> **TASK BRIEF**
Copy out the lines starting with the one containing "[segment] building entrance" and going on through the end of the records, requests included. Shift every coordinate in the answers up by 115.

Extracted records

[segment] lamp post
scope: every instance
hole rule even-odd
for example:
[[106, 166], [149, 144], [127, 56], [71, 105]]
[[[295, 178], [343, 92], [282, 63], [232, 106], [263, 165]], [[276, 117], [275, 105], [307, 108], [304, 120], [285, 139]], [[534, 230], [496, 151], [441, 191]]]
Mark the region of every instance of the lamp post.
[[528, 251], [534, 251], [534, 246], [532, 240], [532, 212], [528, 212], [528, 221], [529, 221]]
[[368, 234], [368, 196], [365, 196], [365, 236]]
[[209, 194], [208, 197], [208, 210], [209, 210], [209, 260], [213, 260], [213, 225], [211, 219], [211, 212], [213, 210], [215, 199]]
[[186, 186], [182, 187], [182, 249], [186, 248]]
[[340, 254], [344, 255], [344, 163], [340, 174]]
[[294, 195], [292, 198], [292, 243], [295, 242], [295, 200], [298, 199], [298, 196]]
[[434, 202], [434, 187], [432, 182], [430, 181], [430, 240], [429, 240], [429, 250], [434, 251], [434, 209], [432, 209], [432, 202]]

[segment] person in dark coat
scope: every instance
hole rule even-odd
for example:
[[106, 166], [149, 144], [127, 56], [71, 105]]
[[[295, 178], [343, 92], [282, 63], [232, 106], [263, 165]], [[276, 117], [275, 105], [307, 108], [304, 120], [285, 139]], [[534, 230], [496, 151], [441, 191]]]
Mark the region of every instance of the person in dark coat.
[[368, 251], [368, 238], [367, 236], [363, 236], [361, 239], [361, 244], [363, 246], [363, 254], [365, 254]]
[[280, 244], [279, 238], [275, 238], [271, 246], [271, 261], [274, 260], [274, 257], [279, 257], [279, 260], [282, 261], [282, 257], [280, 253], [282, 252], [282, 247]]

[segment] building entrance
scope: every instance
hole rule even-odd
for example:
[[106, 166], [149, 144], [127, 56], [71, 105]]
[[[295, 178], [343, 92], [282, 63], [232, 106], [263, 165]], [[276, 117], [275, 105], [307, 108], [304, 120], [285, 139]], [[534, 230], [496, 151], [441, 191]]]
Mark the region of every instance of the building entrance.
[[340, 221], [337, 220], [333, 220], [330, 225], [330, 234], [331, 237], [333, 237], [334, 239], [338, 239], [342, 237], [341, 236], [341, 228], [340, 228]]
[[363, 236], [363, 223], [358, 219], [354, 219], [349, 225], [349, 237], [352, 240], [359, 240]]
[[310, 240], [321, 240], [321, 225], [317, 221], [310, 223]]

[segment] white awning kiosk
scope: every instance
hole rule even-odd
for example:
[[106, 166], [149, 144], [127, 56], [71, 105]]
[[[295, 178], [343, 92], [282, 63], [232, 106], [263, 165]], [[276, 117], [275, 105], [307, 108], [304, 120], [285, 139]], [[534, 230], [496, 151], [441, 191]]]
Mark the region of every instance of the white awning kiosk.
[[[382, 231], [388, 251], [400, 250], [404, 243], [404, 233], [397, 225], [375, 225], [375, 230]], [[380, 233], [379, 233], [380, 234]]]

> **RESULT OF THIS EXERCISE**
[segment] building entrance
scope: every instance
hole rule even-odd
for example:
[[106, 166], [149, 144], [127, 56], [71, 105]]
[[[295, 178], [343, 92], [282, 63], [232, 106], [263, 165]], [[276, 117], [275, 105], [307, 108], [304, 120], [285, 139]], [[534, 230], [496, 151], [441, 191]]]
Mark the region of every instance of the building entrance.
[[455, 336], [452, 335], [448, 335], [445, 340], [445, 349], [446, 352], [448, 352], [449, 354], [453, 354], [457, 352], [456, 351], [456, 343], [455, 343]]
[[478, 351], [478, 338], [473, 334], [469, 334], [464, 340], [464, 352], [467, 355], [474, 355]]
[[425, 355], [436, 355], [436, 340], [432, 336], [425, 338]]

[segment] white awning kiosk
scope: every instance
hole rule even-odd
for example:
[[106, 166], [149, 144], [127, 56], [71, 105]]
[[[295, 178], [343, 92], [282, 63], [232, 106], [263, 165]], [[276, 117], [275, 105], [307, 108], [304, 120], [285, 139]], [[534, 230], [496, 151], [441, 191]]]
Mark the region of every instance of the white awning kiosk.
[[[497, 346], [503, 366], [515, 365], [519, 358], [519, 348], [512, 340], [490, 340], [490, 345]], [[495, 348], [494, 348], [495, 349]]]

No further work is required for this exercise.